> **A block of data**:
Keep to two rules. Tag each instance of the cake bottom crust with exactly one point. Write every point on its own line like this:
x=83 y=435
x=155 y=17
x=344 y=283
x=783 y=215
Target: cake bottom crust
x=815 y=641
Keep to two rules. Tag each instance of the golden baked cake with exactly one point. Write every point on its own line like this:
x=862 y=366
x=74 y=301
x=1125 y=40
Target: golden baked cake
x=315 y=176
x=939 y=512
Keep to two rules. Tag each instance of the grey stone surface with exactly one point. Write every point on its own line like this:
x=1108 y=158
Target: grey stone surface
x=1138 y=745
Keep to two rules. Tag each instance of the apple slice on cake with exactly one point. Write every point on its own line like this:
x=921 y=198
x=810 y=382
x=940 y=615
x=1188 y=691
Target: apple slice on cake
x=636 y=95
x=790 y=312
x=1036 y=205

> **What you are asked to do**: Return the full block of material above, every line unchanged and in its original order.

> **Task output**:
Keep to two rules. Tag each instance of the cake bottom crust with exactly one point. Write every point on its own line like this:
x=83 y=435
x=155 y=17
x=344 y=283
x=783 y=215
Target: cake bottom crust
x=815 y=641
Keep to two rules. Tag each instance of the golden baked cake with exactly one point. Write every point on its own line like this:
x=862 y=366
x=74 y=301
x=1125 y=40
Target: golden baked cake
x=315 y=176
x=939 y=512
Keep to two rules. Tag each instance of the grey stone surface with exactly one point. Write every point on its own line like this:
x=1108 y=158
Target: grey stone surface
x=1138 y=745
Keep to two rules. Tag each instance of the apple slice on cake with exactly one point. Write every point on its own line like this:
x=921 y=198
x=810 y=382
x=940 y=615
x=1188 y=691
Target: apple slice on cake
x=636 y=95
x=790 y=312
x=1036 y=205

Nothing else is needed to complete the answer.